Questo articolo viene pubblicato in due puntate. Di seguito la prima:


La casa editrice Black Coffee ha mantenuto una promessa fatta ai lettori qualche anno fa e grazie alla curatela di John Freeman e Damiano Abeni (traduttore) continua il progetto dedicato alla divulgazione di alcune delle voci più interessanti della scena poetica americana finora inedite in Italia. Come già accaduto per il primo volume[1], anche questa volta quanto segue non vuole essere altro che un invito alla lettura della Nuova Poesia Americana, Vol. 2 (2020), per scoprire i poeti in essa inclusi: Kim Addonizio, Garrett Hongo, Lawrence Joseph, Kay Ryan, Aracelis Girmay e Kevin Young. Per quanto Abeni abbia dato prova in numerose sedi di essere uno dei migliori traduttori in circolazione, ci è impossibile confrontare la traduzione con il testo originale, una scelta editoriale che appare come l’unica pecca di questo interessante progetto.

È bene centrare l’obiettivo della lettura che segue, ribadendo quanto già espresso in quella del primo volume: ogni volta che in Italia esce una qualche antologia, troppo spesso ci si concentra su questo o quel curatore – e sugli amici e i nemici che una nuova antologia porta con sé. È difficile invece trovare articoli che si soffermino sulle singole epifanie dei poeti proposti in una antologia – quasi impossibile trovarne qualcuno che legga uno o due poeti in particolare, perché magari più interessanti degli altri. Oggi, poi, il pubblico della poesia ha quanto mai bisogno di nuovi invitati.
--
◆ **Compito**:
Rispondi in base al testo sulla Nuova Poesia Americana:
(a) Quale casa editrice porta avanti il progetto?
(b) Quale scelta editoriale è indicata come l'unica pecca del progetto?
(c) Secondo il testo, su chi ci si concentra troppo spesso quando in Italia esce un'antologia?
--
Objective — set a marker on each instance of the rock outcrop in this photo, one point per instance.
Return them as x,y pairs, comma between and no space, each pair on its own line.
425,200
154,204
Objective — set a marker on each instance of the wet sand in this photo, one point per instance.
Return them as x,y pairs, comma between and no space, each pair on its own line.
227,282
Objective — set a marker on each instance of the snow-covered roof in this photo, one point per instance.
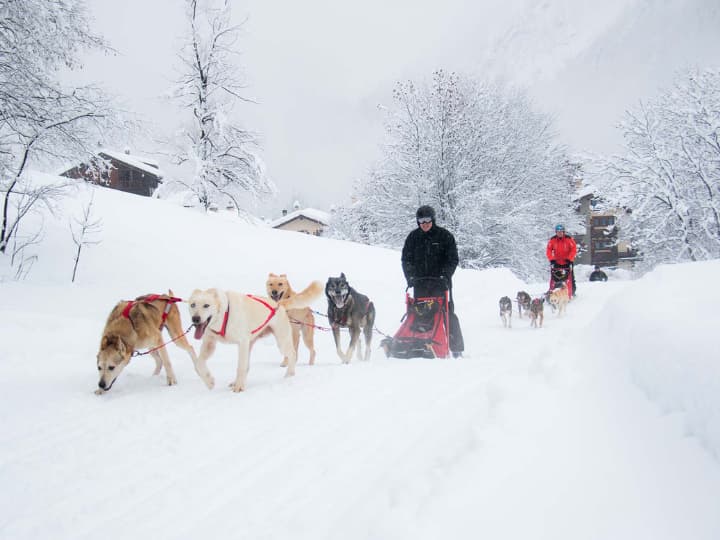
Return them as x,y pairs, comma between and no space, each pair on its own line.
138,162
310,213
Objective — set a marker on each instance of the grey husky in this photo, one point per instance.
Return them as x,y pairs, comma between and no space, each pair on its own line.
349,309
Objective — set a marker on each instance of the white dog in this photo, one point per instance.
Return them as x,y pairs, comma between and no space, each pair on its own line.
233,317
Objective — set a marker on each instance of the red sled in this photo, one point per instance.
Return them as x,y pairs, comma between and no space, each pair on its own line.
559,274
424,329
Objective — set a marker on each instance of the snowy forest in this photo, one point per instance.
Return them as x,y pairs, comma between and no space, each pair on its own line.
482,152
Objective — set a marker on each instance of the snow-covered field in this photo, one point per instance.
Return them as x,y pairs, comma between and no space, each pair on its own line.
602,425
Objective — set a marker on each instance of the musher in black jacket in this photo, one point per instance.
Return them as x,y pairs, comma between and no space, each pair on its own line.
430,251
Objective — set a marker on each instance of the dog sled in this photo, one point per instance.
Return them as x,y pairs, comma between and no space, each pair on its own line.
559,274
424,328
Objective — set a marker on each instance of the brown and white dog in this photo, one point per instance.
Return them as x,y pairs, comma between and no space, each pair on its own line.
233,317
278,288
506,311
559,298
536,312
138,324
523,300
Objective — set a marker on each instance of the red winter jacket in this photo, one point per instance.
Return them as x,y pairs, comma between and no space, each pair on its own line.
562,250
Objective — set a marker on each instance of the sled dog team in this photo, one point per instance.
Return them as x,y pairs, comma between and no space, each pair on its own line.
558,298
222,316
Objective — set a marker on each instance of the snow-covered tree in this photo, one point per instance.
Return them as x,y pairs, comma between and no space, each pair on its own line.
42,120
669,173
482,157
222,155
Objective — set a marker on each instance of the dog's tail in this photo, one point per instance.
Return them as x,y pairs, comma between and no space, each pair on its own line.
304,298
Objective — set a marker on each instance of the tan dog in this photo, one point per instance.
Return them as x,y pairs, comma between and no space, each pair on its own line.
302,321
233,317
138,324
559,298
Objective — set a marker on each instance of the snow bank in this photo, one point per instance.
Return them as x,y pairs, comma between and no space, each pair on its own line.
663,328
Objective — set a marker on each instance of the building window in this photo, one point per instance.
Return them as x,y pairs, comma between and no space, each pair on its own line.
124,178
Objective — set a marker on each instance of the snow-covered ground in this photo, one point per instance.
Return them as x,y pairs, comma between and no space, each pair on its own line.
604,424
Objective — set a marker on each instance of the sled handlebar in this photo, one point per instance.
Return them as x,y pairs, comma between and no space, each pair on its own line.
442,280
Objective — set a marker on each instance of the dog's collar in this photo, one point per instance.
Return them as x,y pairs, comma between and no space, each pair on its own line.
223,328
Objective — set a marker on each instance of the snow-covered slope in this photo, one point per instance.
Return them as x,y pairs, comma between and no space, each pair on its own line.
533,434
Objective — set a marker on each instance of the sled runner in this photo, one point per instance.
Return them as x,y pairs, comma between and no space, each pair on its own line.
423,332
559,274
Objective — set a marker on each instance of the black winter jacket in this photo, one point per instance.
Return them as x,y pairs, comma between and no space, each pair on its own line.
429,254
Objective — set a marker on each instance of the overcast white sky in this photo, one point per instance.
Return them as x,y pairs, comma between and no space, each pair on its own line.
319,69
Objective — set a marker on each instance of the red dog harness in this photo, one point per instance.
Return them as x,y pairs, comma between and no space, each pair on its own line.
149,299
272,310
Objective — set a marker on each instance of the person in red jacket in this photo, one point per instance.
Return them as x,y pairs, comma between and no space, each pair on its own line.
561,251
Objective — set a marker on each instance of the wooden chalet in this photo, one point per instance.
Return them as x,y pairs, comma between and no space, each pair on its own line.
118,170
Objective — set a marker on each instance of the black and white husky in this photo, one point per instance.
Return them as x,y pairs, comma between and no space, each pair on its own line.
349,309
506,311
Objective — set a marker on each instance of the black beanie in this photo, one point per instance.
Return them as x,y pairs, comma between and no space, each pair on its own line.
425,211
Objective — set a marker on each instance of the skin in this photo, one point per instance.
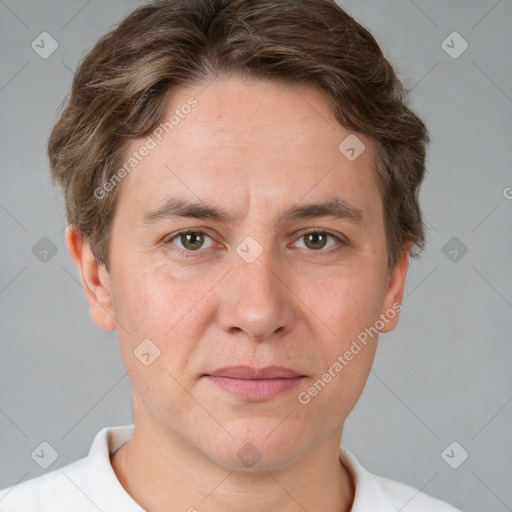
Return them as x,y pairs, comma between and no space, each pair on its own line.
253,149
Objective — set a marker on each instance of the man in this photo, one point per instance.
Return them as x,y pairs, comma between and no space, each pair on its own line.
241,183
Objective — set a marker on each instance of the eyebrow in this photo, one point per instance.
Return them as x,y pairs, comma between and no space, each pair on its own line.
175,207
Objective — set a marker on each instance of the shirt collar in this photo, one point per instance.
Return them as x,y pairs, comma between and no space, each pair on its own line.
368,493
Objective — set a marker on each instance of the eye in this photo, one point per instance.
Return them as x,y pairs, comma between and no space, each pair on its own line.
318,240
191,241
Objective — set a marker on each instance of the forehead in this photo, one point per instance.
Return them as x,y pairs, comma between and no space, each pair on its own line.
249,142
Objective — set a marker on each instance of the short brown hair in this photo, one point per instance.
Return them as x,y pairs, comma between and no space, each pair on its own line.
120,90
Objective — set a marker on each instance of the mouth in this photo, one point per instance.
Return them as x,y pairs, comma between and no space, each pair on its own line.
255,384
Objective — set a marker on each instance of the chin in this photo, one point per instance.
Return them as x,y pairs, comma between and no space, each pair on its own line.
257,445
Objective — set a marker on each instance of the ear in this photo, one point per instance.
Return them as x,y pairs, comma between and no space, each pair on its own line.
395,290
95,280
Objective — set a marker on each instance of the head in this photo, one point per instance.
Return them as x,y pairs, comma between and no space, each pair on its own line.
251,125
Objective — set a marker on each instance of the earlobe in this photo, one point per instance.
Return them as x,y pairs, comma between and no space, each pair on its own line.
394,291
95,280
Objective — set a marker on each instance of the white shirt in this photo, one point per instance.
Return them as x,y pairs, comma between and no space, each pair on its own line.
91,485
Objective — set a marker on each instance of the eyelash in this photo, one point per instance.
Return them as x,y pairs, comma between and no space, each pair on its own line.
195,254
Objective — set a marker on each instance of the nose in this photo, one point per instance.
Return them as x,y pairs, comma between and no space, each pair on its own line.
256,300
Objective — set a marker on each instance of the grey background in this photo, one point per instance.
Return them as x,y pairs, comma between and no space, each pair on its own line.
443,375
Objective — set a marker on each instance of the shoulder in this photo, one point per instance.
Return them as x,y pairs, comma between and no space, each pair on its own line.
54,491
374,492
409,499
86,485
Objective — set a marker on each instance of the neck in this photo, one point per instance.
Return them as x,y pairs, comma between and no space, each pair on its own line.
317,481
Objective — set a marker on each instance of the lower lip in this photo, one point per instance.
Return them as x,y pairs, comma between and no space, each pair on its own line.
257,389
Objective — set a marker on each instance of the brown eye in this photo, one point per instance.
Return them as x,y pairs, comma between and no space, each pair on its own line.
316,240
192,240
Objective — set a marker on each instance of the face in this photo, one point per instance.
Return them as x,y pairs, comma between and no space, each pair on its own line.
252,276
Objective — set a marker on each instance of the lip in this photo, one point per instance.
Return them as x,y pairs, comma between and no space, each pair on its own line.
255,384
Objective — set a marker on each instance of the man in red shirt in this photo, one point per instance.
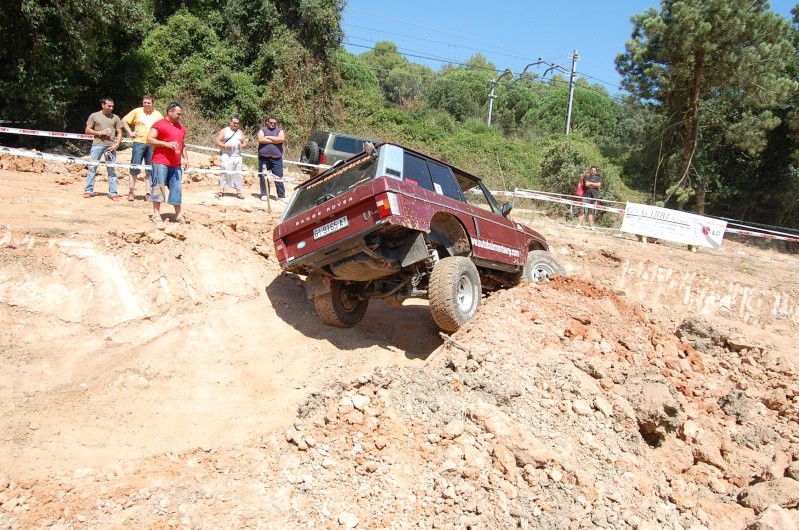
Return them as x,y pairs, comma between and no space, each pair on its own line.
168,138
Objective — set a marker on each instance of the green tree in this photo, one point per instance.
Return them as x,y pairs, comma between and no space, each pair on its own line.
59,58
715,69
400,80
463,91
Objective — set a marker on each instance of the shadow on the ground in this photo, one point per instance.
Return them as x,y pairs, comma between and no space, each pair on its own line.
409,328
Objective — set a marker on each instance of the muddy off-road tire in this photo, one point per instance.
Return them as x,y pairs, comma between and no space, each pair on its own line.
454,292
541,266
338,308
310,153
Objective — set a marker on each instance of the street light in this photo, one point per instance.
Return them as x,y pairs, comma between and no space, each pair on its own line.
572,78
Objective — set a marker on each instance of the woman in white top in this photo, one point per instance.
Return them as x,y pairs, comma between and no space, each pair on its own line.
230,140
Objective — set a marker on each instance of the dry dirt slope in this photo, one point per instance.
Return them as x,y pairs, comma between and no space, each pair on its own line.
152,380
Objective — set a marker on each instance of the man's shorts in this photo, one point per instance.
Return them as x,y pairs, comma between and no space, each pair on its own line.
166,177
591,196
141,152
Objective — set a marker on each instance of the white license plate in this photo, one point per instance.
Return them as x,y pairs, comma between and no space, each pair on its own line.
329,228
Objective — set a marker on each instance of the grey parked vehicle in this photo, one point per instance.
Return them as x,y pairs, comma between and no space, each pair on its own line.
329,148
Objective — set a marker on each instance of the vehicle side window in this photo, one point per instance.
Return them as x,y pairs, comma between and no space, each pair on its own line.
320,139
444,182
415,170
348,145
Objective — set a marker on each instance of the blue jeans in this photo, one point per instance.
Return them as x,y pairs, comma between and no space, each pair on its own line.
97,153
275,165
141,152
169,176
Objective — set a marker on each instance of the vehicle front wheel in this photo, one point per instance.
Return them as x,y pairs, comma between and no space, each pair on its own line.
541,266
454,292
340,307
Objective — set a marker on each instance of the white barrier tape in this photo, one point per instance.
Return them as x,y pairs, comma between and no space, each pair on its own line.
528,194
247,155
762,234
267,175
540,196
52,134
66,159
72,160
75,136
34,132
561,200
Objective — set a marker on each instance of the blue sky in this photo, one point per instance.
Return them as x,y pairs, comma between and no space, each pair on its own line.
511,33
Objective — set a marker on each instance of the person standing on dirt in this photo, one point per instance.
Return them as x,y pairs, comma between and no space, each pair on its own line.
168,138
230,140
270,156
106,127
592,183
141,119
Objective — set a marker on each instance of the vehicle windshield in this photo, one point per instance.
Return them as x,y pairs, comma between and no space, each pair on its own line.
332,184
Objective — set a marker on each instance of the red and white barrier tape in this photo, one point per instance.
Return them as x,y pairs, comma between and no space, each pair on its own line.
75,136
247,155
529,194
84,161
51,134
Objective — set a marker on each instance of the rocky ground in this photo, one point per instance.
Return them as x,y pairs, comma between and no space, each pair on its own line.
176,379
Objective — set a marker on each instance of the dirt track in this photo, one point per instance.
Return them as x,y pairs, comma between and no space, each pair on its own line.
149,377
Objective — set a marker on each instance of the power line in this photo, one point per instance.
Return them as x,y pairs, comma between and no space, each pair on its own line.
470,38
380,31
446,60
418,55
--
◆ **Risultato corretto**:
(a) Black Coffee.
(b) Non è possibile confrontare la traduzione con il testo originale.
(c) Su questo o quel curatore, e sugli amici e i nemici che una nuova antologia porta con sé.